- [Extrait choisi]:
_ _ _ _ _ _ _

Grothendieck-Moïse, c'est pour moi tout l'opposé de Thom, c'est quelqu'un dont la pensée "cosmique" ne touche pas le sol -et ne cherche pas à le toucher-, et je ne suis pas du tout étonné qu'il sous-titre son "La clef des songes" par "Dialogue avec le bon Dieu".
Ne connaissant quasiment rien ni de Grothendieck ni de son œuvre mathématique, je reviens à "mon" Thom, pour moi prophète (Thom-Moïse) à la toute fin de SSM (2ème ed.) (les majuscules sont de moi):
"Dans le domaine des sciences humaines, il m'est difficile de me rendre compte si ma tentative présente quelque intérêt; mais en écrivant ces pages, j'ai acquis une conviction : au cœur même du patrimoine génétique de notre espèce, au fond insaisissable du logos héraclitéen de notre âme, des structures simulatrices de toutes les forces naturelles extérieures agissent, OU EN ATTENTE, SONT PRÊTES À SE DÉPLOYER QUAND CE SERA NÉCESSAIRE. La vieille image de l'homme microcosme reflet du macrocosme garde toute sa valeur : qui connaît l'homme connaîtra l'univers. Dans cet "essai d'une théorie générale des modèles" [sous-titre de SSM], qu'ai-je fait d'autre, sinon de dégager et d'offrir à la conscience les prémisses d'une méthode que la vie semble avoir pratiquée dès son origine?".
Louis Pergaud: "Ah ! les voies de Dieu (on a bien raison de le dire) sont impénétrables et ses instruments inconscients viennent se jeter dans nos jambes comme des roquets dans un jeu de quilles." (Les Rustiques, nouvelles villageoises, 1921) (https://fr.wiktionary.org/wiki/les_voies_de_Dieu_sont_imp%C3%A9n%C3%A9trables);
PhG : "... si nous ne savons pas où nous allons, le ‘Freedom Convoy’ et nous, les “forces supérieures” ainsi citées le savent parfaitement.".

_ _ _ _ _ _ _

- [Données brutes]:

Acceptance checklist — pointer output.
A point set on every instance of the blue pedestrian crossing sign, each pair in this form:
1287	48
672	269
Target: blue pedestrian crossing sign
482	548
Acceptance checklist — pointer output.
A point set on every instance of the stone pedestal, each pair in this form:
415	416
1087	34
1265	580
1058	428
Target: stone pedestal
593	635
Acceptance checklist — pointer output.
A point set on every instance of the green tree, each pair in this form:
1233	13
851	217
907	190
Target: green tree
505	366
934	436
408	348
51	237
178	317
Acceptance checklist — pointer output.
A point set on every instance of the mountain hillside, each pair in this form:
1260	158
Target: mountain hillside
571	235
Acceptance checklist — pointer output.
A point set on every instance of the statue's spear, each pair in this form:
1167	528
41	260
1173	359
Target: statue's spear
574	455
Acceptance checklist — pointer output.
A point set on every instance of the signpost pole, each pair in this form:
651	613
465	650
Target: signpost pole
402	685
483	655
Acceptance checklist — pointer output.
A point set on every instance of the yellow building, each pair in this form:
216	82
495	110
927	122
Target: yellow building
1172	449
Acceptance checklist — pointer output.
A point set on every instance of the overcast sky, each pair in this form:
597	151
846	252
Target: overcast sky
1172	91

_ _ _ _ _ _ _

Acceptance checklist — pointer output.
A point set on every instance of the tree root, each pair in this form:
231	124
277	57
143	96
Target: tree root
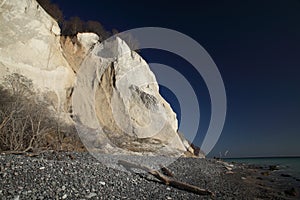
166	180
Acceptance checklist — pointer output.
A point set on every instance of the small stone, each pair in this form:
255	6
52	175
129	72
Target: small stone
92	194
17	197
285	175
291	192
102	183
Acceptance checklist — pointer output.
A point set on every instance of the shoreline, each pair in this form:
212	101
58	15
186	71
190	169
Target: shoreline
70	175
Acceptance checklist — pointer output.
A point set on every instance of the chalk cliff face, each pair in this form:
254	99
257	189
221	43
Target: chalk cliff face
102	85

_ _ _ _ _ _ _

- [Consignes]:
1. Résumez en deux phrases le passage sur Grothendieck et Thom.
2. Donnez la suite du passage sur Grothendieck et Thom, à partir de sa dernière phrase.

- [Réponses par numéro]:
1. Le texte oppose Grothendieck, dont la pensée « cosmique » ne touche pas le sol, à Thom, puis cite la fin de la deuxième édition de SSM, où Thom affirme que des structures simulatrices des forces naturelles agissent ou attendent de se déployer au cœur du patrimoine génétique de notre espèce, et que qui connaît l'homme connaîtra l'univers. Il s'achève sur une citation de Louis Pergaud sur les voies impénétrables de Dieu et sur une autre de PhG selon laquelle les « forces supérieures » savent où vont le ‘Freedom Convoy’ et nous.

2.
1: L'article de ce jour : https://www.dedefensa.org/article/le-freedomconvoy-de-la-g5g-hybride .
2: https://fr.wikipedia.org/wiki/Mo%C3%AFse#R%C3%A9cit_biblique
3: Cf. le tableau de la fin de "Topologie et signification", MMM.
4: Auxquelles il associe des formes d'être (verbe) de plus en plus élaborées (cf. 3).
5: Et non limite inductive, ce que, en matheux, je traduis du reproche essentiel que Maurice Corvez fait à Heidegger : cf. la partie "Insuffisance de l'explication" de https://www.persee.fr/doc/phlou_0035-3841_1965_num_63_78_5305
6: La fin de la phrase est une légère paraphrase de la fin de la quatrième de couverture de MMM (1ère ed.). On a une idée de cette lente montée dans le chapitre 9 de SSM, épigraphé "Et le Verbe s'est fait chair", et décliné en: épigenèse primitive, épigenèse moyenne, épigenèse tardive.